= What you need to do =
Output only the lines below that start at the line containing "Target: muddy bank" and end at the line containing "Target: brown shallow water", with both ends kept.

= Dataset records =
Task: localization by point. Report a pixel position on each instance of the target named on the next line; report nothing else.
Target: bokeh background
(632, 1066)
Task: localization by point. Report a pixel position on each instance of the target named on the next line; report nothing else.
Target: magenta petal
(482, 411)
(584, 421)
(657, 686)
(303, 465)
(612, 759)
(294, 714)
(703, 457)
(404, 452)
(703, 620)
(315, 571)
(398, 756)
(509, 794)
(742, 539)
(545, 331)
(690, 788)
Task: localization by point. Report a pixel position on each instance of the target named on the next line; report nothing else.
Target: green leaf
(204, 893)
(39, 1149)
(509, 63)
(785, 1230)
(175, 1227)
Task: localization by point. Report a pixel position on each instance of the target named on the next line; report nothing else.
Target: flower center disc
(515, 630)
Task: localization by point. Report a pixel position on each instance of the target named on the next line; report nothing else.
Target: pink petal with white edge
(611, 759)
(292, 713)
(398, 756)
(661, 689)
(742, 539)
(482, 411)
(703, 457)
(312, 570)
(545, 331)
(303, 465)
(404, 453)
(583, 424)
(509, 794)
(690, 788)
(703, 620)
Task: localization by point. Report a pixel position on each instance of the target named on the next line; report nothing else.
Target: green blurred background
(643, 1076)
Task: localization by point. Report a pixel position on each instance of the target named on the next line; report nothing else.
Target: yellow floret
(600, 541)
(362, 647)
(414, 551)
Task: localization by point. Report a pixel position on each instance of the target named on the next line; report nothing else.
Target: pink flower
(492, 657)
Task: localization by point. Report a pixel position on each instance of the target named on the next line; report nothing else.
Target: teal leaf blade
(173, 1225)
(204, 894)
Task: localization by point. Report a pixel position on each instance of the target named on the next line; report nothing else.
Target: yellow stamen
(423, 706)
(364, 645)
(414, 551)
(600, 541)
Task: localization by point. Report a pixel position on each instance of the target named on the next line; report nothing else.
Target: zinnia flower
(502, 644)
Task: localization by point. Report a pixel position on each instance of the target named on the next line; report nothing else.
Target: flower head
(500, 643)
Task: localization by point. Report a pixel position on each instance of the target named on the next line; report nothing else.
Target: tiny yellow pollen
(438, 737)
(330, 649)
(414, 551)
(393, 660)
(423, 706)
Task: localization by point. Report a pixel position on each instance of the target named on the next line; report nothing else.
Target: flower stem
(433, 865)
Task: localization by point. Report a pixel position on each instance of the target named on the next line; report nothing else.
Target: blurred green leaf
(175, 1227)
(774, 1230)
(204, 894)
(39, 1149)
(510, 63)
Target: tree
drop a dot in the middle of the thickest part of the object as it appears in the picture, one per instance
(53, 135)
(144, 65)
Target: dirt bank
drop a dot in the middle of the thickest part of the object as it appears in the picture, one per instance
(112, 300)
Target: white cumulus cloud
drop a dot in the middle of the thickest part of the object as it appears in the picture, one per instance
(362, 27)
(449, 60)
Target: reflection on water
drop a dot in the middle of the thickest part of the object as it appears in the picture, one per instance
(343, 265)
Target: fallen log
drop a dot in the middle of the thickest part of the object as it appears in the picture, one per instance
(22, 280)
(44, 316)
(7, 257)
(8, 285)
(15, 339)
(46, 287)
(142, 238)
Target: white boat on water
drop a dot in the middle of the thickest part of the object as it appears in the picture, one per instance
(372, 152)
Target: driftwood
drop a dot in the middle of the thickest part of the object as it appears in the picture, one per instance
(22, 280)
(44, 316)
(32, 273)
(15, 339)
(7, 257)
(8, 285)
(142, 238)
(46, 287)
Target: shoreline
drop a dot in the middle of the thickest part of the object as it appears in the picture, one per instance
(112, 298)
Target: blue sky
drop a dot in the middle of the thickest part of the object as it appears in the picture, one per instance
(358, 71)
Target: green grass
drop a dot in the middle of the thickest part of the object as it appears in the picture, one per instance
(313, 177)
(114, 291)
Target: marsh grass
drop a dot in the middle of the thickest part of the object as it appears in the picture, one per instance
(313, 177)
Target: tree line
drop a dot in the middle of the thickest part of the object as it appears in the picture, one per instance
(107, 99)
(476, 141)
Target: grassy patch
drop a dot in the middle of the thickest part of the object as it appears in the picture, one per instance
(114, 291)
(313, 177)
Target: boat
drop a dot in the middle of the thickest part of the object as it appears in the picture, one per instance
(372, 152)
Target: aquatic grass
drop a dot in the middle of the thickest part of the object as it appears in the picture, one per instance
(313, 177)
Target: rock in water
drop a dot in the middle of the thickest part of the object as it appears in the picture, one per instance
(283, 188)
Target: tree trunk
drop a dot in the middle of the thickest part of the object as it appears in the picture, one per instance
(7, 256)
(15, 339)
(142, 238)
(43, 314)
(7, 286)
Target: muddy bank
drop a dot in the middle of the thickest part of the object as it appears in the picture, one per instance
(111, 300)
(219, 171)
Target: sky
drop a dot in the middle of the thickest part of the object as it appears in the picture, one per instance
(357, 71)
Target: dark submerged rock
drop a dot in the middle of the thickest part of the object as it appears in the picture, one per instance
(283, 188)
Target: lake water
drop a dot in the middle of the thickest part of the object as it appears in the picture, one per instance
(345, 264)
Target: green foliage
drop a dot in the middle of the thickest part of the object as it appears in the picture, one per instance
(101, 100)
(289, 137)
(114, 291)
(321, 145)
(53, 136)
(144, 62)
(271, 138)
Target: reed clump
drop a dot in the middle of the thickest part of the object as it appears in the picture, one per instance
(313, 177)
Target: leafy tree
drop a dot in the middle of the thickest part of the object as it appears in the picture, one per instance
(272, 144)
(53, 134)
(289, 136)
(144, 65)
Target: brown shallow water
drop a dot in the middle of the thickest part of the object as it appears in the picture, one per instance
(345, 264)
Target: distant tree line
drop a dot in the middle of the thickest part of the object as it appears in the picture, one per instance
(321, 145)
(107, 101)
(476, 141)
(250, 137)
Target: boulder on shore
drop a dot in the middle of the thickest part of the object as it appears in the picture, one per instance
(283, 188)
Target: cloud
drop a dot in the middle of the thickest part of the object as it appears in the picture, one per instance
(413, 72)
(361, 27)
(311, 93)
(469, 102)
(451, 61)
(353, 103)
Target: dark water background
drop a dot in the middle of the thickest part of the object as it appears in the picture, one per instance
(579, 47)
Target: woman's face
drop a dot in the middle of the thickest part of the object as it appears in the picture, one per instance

= Exercise solution =
Target: muddy bank
drop a dot in the middle of the thickest part of the object as it appears in the picture, one per instance
(111, 300)
(219, 171)
Target: sky
drop a dot in the middle of the thickest part of the object as it appears in the picture, one per instance
(357, 71)
Target: dark submerged rock
drop a dot in the middle of the thickest part of the object as it appears in the picture, one per instance
(283, 188)
Target: lake water
drop a dot in the middle of the thickest part of the object as it appears in the picture, one per instance
(345, 264)
Target: green foliage
drop a dot in the middle of the thickest part of the object as it appears in the picture, one per instance
(101, 100)
(289, 137)
(114, 291)
(321, 145)
(53, 136)
(144, 62)
(271, 138)
Target: reed clump
drop a dot in the middle of the thickest part of the object as it appears in the picture, one per instance
(313, 177)
Target: leafy tree
drop a dot in the middle of the thickest part of the object as it appears in the picture, one per instance
(272, 144)
(53, 134)
(289, 136)
(144, 65)
Target: brown shallow water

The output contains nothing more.